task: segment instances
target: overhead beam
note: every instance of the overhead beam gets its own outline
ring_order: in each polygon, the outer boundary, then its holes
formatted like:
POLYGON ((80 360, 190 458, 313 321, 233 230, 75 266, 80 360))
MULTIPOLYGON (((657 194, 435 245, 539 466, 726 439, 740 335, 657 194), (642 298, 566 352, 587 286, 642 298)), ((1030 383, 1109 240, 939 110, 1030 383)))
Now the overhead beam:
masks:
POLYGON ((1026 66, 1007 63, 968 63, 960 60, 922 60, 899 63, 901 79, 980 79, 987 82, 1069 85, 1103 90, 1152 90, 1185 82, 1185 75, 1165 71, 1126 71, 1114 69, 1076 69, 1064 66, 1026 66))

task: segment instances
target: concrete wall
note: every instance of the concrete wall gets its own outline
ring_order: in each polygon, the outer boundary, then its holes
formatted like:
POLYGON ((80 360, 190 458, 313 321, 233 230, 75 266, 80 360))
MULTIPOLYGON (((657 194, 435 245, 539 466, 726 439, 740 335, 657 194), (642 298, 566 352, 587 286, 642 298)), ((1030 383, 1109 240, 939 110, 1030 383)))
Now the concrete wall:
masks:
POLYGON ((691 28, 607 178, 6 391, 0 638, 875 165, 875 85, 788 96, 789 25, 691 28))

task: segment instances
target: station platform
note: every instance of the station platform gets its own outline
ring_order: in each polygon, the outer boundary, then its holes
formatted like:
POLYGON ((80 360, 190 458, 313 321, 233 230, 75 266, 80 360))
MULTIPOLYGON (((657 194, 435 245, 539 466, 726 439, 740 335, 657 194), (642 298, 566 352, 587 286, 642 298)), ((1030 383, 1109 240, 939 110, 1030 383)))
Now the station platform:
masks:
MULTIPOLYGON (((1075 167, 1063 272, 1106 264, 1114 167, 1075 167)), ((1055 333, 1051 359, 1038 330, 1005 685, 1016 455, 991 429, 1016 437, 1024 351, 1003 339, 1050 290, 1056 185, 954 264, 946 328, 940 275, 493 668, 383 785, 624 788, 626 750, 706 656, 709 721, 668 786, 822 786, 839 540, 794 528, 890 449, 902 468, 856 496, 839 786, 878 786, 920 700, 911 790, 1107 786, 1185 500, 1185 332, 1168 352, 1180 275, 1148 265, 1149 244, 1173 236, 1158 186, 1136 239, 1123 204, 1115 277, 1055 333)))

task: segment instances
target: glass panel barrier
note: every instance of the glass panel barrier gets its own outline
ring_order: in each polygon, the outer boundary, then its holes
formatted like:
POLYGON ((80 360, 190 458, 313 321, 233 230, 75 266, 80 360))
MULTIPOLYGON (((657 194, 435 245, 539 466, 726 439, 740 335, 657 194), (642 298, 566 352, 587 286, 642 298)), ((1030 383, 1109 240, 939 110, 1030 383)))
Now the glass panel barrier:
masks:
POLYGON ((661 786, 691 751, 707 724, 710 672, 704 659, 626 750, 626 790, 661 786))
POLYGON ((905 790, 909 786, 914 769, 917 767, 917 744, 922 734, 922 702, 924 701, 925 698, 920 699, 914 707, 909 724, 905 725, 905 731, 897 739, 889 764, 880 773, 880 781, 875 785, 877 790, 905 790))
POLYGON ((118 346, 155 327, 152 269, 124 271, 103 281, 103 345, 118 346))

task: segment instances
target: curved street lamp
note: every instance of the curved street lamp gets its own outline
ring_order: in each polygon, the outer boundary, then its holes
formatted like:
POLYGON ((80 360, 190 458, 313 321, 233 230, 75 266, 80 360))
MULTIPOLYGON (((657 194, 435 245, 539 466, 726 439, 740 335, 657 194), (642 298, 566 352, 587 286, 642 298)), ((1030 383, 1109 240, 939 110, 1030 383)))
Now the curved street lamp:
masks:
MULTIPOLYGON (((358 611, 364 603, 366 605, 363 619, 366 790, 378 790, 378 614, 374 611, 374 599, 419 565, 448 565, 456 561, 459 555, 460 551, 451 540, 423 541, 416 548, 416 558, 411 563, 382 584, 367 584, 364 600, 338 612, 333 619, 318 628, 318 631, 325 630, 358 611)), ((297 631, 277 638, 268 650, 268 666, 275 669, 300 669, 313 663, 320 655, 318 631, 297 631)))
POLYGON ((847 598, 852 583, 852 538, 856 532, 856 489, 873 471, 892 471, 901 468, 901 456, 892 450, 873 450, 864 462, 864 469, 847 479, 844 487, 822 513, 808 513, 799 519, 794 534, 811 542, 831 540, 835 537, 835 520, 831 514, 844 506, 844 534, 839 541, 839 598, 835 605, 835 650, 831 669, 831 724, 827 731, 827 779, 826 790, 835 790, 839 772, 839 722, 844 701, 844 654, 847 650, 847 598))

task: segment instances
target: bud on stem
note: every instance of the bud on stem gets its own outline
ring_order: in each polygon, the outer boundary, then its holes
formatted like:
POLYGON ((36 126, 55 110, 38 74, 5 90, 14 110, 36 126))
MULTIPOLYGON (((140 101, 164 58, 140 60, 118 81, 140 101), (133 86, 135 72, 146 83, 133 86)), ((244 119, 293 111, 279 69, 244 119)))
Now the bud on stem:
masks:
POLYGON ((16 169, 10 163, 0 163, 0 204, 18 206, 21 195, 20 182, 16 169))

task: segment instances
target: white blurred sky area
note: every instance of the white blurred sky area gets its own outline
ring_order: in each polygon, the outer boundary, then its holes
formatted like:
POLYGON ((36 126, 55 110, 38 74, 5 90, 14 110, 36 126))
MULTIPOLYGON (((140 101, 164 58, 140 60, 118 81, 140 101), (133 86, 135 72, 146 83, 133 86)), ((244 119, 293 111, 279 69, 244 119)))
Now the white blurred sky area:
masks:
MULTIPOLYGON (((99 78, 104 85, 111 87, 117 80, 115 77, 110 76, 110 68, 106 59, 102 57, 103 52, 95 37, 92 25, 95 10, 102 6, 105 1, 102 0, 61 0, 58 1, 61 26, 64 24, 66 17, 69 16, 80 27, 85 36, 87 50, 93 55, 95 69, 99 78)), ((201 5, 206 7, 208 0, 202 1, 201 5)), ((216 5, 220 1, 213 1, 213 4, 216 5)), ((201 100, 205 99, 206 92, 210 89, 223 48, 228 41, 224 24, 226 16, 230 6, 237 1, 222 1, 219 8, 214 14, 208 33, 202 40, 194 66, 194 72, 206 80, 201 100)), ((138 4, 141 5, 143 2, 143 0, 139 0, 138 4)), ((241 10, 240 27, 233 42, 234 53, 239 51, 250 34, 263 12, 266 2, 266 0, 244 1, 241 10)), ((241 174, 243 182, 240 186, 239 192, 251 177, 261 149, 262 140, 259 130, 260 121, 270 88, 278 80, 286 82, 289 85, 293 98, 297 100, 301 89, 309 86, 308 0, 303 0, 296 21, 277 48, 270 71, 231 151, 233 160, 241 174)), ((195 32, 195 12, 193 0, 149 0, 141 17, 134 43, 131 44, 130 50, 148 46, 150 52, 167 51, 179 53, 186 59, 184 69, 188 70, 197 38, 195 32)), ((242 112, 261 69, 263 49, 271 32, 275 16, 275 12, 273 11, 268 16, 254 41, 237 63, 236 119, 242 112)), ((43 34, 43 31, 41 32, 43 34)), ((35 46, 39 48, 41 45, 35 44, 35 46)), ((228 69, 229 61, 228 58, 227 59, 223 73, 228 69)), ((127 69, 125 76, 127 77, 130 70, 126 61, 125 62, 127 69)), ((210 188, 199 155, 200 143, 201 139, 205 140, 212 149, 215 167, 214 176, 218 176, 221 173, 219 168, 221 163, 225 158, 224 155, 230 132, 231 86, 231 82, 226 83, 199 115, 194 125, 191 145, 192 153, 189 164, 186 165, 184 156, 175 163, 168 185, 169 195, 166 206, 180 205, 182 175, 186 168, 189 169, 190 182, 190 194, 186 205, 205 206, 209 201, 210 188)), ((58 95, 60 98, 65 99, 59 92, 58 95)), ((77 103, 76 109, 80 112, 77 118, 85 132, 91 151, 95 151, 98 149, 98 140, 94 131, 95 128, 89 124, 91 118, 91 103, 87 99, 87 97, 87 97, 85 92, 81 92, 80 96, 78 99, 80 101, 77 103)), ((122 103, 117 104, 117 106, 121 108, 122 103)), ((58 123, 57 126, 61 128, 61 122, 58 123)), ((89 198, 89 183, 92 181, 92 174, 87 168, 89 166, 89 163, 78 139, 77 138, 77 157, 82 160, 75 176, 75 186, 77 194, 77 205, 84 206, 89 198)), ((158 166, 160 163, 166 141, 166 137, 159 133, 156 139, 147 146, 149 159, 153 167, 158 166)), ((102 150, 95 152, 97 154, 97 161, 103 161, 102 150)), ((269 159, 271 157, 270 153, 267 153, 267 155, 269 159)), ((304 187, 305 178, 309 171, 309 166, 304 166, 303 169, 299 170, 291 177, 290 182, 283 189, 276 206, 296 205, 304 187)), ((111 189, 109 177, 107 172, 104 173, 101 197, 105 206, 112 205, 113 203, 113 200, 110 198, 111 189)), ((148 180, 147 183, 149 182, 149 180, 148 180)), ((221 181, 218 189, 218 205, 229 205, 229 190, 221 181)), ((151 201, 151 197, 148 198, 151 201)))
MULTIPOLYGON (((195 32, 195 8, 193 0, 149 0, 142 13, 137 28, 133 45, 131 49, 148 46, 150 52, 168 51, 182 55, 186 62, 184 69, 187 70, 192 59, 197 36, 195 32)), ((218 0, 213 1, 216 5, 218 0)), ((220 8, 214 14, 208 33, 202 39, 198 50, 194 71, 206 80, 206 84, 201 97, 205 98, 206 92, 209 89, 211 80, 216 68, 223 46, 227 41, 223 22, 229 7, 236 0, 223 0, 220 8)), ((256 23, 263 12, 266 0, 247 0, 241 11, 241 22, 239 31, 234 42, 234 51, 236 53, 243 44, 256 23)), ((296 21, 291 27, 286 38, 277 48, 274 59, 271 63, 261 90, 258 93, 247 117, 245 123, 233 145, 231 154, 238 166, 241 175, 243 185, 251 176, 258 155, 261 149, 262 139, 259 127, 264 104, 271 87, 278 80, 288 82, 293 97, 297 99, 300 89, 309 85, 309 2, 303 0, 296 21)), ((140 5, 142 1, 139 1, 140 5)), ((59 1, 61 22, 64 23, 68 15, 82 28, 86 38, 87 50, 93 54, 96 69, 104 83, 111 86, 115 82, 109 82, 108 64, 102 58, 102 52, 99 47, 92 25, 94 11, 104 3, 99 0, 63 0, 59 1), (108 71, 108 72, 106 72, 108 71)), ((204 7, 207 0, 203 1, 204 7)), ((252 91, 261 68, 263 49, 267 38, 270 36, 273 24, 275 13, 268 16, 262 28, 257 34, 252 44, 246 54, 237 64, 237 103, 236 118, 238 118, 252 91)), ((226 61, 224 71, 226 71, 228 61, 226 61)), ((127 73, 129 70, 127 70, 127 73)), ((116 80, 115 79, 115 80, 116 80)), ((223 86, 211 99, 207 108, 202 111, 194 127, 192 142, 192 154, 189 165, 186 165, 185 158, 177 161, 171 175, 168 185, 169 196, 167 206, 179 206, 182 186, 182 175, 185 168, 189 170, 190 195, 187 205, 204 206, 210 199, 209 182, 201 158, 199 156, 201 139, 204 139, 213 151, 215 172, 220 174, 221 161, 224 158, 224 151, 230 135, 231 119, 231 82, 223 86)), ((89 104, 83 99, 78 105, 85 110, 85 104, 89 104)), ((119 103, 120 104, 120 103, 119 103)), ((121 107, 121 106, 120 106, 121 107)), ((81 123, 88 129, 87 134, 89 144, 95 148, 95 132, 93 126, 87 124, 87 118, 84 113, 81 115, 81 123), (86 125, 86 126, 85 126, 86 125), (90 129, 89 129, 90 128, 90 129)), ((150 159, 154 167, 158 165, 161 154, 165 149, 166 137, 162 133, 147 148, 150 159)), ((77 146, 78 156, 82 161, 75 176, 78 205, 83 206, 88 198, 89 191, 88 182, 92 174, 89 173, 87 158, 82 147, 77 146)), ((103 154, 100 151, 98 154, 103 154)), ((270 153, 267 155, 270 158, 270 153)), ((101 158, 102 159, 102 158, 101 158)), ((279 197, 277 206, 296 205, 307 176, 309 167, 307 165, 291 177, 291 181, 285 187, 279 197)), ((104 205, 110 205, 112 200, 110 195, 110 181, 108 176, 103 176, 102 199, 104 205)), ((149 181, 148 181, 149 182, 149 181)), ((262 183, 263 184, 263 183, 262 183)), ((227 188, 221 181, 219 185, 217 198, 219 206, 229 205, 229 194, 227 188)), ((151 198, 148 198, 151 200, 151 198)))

• _Problem details_
Take the lines from the start of the listing through the line containing "POLYGON ((691 28, 607", and write them out again with "concrete wall" renamed to "brick wall" and nothing else changed.

• _Exercise result_
task: segment instances
target: overhead beam
note: every instance of the overhead beam gets its own outline
ring_order: in each polygon, the outer boundary, then its holes
formatted like:
POLYGON ((80 360, 190 458, 313 321, 233 230, 75 266, 80 360))
MULTIPOLYGON (((657 194, 435 245, 539 466, 726 439, 740 335, 657 194), (642 298, 566 352, 587 286, 642 298)), ((1030 383, 1109 240, 939 110, 1030 383)))
Now the overhead beam:
masks:
POLYGON ((1026 66, 1007 63, 968 63, 960 60, 922 60, 899 63, 901 79, 980 79, 987 82, 1069 85, 1103 90, 1152 90, 1185 82, 1185 75, 1165 71, 1126 71, 1114 69, 1076 69, 1064 66, 1026 66))

task: segment instances
target: brick wall
note: every instance of the brick wall gets its own outline
ring_order: in each polygon, the outer boundary, then its holes
formatted like:
POLYGON ((80 360, 190 458, 313 321, 233 230, 75 266, 80 360))
MULTIPOLYGON (((657 194, 435 245, 539 466, 726 439, 740 335, 657 194), (642 298, 566 352, 587 286, 642 298)), ((1030 383, 1109 240, 939 110, 1030 383)))
Now the brick wall:
masks:
POLYGON ((691 28, 607 178, 6 391, 0 638, 875 165, 875 85, 788 96, 789 25, 691 28))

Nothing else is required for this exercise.